START EXTRACTED INFORMATION
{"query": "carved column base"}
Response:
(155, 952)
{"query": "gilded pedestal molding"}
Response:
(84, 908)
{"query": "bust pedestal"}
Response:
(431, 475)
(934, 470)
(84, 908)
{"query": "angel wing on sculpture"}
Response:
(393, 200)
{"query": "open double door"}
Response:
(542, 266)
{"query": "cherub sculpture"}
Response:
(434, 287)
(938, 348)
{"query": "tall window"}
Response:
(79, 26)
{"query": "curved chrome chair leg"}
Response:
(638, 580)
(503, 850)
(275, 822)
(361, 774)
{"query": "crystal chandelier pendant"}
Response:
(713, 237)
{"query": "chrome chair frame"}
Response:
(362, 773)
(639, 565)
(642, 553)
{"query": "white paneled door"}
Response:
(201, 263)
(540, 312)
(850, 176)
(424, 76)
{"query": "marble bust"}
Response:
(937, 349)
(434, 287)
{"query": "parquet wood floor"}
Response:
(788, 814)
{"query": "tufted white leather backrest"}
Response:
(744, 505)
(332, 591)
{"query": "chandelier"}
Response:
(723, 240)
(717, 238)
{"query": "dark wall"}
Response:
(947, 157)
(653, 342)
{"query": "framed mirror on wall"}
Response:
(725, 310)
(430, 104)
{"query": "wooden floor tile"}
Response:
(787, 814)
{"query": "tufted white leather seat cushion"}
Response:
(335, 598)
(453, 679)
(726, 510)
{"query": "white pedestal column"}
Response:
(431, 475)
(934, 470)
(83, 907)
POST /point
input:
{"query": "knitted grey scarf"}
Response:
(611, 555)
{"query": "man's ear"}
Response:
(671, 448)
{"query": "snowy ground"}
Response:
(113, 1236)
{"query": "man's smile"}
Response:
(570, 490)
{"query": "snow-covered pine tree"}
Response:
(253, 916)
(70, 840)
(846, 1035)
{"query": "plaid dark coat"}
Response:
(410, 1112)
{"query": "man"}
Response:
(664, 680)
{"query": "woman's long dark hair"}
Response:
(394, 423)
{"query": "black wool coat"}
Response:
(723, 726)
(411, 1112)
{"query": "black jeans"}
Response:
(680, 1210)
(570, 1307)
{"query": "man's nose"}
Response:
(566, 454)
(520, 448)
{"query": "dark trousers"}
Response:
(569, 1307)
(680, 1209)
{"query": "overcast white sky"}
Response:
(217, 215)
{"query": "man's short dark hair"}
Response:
END EXTRACTED INFORMATION
**DIRECTIONS FOR THIS TASK**
Rewrite all of the entries above, changing every "chrome" to "stainless steel" and leaving the rest as it stands.

**THE SOLUTION**
{"query": "carved column base"}
Response:
(155, 952)
{"query": "gilded pedestal molding"}
Response:
(84, 908)
{"query": "bust pedestal"}
Response:
(431, 475)
(934, 470)
(84, 908)
{"query": "angel wing on sculpture"}
Response:
(393, 200)
{"query": "open double door"}
Response:
(542, 266)
{"query": "cherub sculpture"}
Response:
(434, 287)
(938, 348)
{"query": "tall window"}
Response:
(79, 26)
{"query": "curved stainless steel chair leg"}
Response:
(638, 580)
(503, 850)
(275, 822)
(361, 774)
{"query": "crystal chandelier pendant"}
Response:
(713, 237)
{"query": "stainless steel chair frame"}
Response:
(362, 773)
(639, 565)
(642, 553)
{"query": "white paneled door"}
Response:
(201, 263)
(540, 312)
(850, 176)
(424, 76)
{"query": "marble bust"}
Response:
(937, 349)
(434, 287)
{"query": "parquet wood floor"}
Response:
(788, 814)
{"query": "tufted white leather backrest"}
Response:
(744, 505)
(332, 591)
{"query": "chandelier"}
Response:
(723, 240)
(717, 238)
{"query": "dark wall"}
Response:
(947, 157)
(653, 342)
{"query": "framed mirror on wall"}
Response:
(725, 310)
(430, 104)
{"query": "wooden floor tile"}
Response:
(787, 814)
{"query": "tufted white leather seat cushion"}
Response:
(335, 598)
(453, 679)
(726, 510)
{"query": "white pedestal column"}
Response:
(431, 475)
(934, 470)
(83, 907)
POST /point
input:
{"query": "knitted grey scarf"}
Response:
(611, 555)
{"query": "man's ear"}
Response:
(671, 448)
{"query": "snowy ground"}
Response:
(113, 1236)
{"query": "man's smile"}
Response:
(570, 490)
{"query": "snow-covered pine tree"}
Response:
(253, 916)
(70, 840)
(846, 1035)
{"query": "plaid dark coat"}
Response:
(410, 1112)
{"query": "man"}
Response:
(664, 680)
{"query": "woman's long dark hair"}
Response:
(394, 423)
{"query": "black wool coat"}
Response:
(723, 726)
(411, 1112)
{"query": "black jeans"}
Response:
(680, 1210)
(570, 1307)
{"query": "man's nose"}
Response:
(566, 454)
(520, 448)
{"query": "dark trousers"}
Response:
(569, 1307)
(680, 1209)
{"query": "overcast white sky"}
Response:
(217, 215)
{"query": "man's short dark hair"}
Response:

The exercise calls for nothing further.